Obiettivo » Riprendi il brano su Margaret Stokes e portalo avanti dopo la sua ultima frase.

Estratto »
┄┄┄┄┄┄┄┄┄┄
Nell’autunno del 1889 arrivò a Bobbio una viaggiatrice piuttosto insolita: era una signora anziana (per l’epoca), veniva dalla lontana Irlanda per fare ricerche archeologiche e portava con sé una ingombrante macchina fotografica e i materiali chimici per sviluppare le lastre. Si chiamava Margaret Stokes ed era nata a Dublino, nel 1832, da una famiglia colta e benestante. Grazie al padre e ad alcuni amici di famiglia, studiò l’arte antica irlandese e imparò le tecniche archeologiche. Dapprima mise a frutto le proprie capacità artistiche affermandosi come illustratrice. Successivamente, verso i cinquant’anni, finalmente libera da impegni familiari, ebbe modo di approfondire i propri studi sull’arte irlandese antica e iniziò un’intensa attività di ricerca archeologica, facendo anche un uso pionieristico delle tecniche fotografiche. Scrisse vari libri e fu membro della Royal Irish Academy e della Royal Society of Antiquaries of Ireland.
┄┄┄┄┄┄┄┄┄┄
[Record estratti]
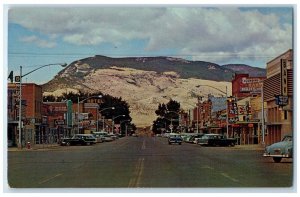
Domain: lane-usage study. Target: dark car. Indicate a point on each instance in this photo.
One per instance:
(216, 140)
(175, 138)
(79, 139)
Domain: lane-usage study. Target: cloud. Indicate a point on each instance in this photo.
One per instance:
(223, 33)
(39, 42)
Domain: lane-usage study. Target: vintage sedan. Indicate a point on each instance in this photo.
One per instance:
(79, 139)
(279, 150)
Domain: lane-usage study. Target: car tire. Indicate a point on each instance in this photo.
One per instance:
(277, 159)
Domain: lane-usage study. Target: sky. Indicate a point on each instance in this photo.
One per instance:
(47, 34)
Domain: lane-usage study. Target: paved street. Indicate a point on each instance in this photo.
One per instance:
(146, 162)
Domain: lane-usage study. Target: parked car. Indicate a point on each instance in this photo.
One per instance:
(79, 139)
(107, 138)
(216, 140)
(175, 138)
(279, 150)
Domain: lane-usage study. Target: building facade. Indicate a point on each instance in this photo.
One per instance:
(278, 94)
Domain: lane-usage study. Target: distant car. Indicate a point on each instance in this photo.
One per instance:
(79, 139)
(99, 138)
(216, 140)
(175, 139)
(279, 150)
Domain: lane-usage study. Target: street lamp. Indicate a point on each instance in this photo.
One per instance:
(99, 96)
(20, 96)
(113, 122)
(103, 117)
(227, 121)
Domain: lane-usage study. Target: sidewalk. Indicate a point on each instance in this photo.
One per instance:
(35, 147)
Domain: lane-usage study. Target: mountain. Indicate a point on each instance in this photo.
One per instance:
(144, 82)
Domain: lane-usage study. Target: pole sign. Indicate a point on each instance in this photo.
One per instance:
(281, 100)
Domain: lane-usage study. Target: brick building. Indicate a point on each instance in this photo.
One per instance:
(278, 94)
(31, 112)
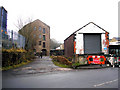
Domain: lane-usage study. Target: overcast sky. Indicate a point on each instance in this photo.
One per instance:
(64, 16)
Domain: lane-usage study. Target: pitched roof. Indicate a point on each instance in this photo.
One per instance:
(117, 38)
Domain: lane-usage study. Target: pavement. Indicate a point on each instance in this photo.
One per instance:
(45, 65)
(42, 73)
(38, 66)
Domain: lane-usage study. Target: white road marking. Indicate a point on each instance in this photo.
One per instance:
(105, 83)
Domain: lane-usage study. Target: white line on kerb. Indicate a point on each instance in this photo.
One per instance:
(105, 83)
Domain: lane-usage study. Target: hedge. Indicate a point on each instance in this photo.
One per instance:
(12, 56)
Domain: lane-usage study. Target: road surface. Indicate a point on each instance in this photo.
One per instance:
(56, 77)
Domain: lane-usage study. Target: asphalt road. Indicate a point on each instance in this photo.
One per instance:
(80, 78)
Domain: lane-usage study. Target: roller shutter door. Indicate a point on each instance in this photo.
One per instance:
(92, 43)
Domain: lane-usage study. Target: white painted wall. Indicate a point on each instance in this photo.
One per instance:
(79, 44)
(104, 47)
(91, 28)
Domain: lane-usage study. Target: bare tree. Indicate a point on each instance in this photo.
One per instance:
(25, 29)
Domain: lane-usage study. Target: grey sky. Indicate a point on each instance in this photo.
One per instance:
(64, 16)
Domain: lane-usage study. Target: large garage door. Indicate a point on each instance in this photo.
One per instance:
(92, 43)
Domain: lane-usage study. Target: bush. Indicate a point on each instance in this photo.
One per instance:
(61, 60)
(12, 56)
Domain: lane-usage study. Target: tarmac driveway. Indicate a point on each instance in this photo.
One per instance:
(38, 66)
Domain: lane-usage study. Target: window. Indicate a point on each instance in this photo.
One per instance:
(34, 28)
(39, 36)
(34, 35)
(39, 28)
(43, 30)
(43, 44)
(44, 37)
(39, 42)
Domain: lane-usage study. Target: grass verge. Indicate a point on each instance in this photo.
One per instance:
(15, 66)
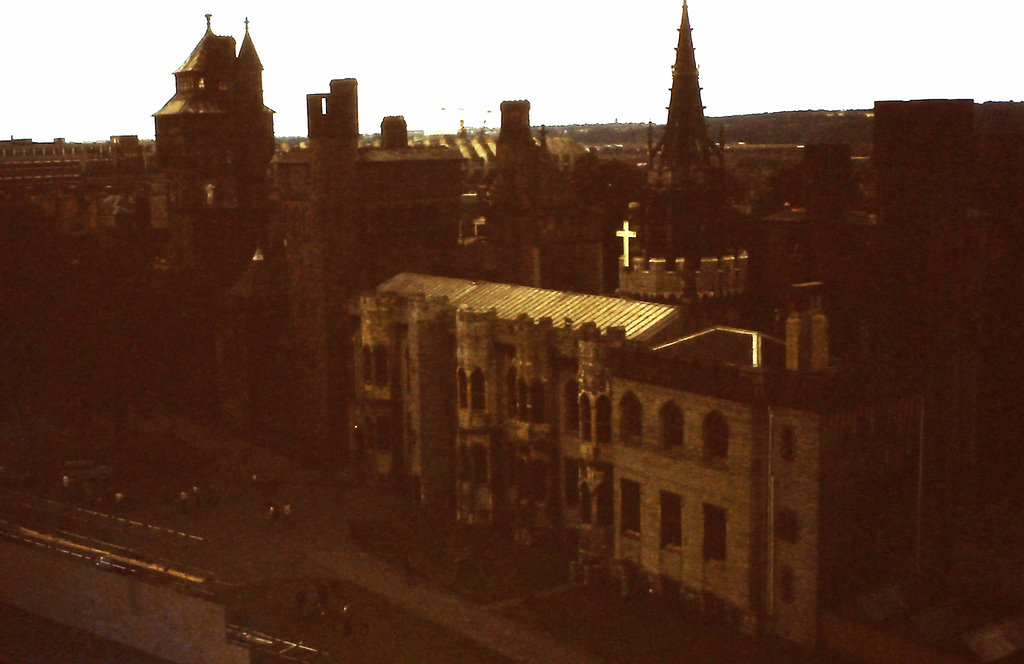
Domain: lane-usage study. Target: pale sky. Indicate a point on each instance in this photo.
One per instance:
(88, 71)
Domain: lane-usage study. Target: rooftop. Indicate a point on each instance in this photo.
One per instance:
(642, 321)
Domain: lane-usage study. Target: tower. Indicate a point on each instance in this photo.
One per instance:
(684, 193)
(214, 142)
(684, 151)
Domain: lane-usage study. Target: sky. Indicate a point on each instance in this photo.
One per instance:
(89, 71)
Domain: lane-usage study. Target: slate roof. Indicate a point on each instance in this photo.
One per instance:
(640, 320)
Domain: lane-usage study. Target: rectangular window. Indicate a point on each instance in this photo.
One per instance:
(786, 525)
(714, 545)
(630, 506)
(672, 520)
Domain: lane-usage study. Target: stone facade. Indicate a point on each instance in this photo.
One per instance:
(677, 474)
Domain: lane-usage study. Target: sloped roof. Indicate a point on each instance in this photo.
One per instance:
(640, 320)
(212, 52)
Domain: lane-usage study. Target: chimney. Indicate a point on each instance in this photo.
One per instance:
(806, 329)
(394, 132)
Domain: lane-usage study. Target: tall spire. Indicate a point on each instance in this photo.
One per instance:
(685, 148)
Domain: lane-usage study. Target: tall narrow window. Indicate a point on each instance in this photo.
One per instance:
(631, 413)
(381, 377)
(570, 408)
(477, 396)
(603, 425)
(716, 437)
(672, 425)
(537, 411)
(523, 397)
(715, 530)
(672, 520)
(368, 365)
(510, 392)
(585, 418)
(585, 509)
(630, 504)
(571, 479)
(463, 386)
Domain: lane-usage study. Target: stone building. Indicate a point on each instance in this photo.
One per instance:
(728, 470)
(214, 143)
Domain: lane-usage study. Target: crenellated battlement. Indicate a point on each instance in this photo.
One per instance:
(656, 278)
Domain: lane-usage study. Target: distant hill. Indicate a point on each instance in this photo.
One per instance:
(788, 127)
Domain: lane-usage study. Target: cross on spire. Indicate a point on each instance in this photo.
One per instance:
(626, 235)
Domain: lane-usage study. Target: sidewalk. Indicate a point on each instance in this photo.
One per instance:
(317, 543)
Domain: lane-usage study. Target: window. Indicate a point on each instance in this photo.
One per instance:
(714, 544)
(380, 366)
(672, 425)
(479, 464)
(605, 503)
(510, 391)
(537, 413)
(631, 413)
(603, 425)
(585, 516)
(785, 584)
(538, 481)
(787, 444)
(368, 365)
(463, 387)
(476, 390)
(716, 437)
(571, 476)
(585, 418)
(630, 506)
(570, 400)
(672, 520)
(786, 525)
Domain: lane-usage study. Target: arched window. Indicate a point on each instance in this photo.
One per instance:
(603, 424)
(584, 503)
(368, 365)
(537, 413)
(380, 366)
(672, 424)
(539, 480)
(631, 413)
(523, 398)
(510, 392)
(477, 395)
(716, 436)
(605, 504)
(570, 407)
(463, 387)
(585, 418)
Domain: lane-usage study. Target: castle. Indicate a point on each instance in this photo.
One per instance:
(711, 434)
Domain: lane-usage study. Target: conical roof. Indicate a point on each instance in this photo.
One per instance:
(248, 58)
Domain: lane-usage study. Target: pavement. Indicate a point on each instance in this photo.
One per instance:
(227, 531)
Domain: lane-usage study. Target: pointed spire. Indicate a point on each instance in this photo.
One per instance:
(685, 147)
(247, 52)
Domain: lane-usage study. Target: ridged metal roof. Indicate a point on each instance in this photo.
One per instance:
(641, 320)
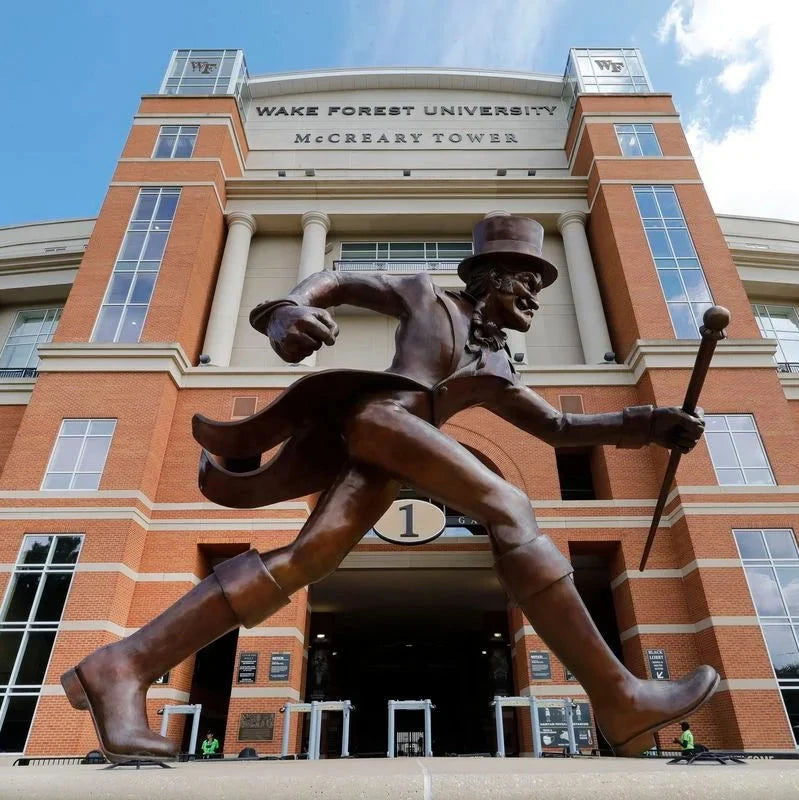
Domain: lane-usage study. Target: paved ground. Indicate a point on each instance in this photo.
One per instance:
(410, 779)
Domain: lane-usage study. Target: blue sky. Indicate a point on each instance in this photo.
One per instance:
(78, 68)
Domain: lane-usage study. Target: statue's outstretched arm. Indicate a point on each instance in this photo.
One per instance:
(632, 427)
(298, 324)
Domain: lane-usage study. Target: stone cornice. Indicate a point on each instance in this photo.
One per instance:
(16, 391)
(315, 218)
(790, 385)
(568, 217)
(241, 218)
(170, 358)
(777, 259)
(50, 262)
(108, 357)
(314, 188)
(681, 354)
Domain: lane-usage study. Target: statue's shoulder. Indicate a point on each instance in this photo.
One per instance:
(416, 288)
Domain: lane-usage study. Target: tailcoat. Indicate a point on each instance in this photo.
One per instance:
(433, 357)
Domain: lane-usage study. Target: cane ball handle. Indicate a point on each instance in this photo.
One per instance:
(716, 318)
┄┄┄┄┄┄┄┄┄┄
Risposta all'esercizio »
La Stokes venne in Italia nel 1889 spinta dal desidero di esaminare e riprodurre i reperti storici dei più importanti santi irlandesi operanti in Italia nei “secoli bui”, in primis S. Colombano. Due erano le sue finalità: trovare indizi per capire l’origine dello sviluppo dell’arte irlandese e onorare le figure di compatrioti che tanto avevano fatto per l’Europa.
Il resoconto di questo viaggio si trova in varie lettere contenute nel libro che pubblicò nel 1892, Six months in the Apennins, ricco anche di sue illustrazioni e foto. Leggendo queste lettere, possiamo seguire il suo soggiorno in val Trebbia e vedere vari luoghi della zona di Bobbio attraverso gli occhi di una colta ed insolita signora irlandese dell’epoca vittoriana.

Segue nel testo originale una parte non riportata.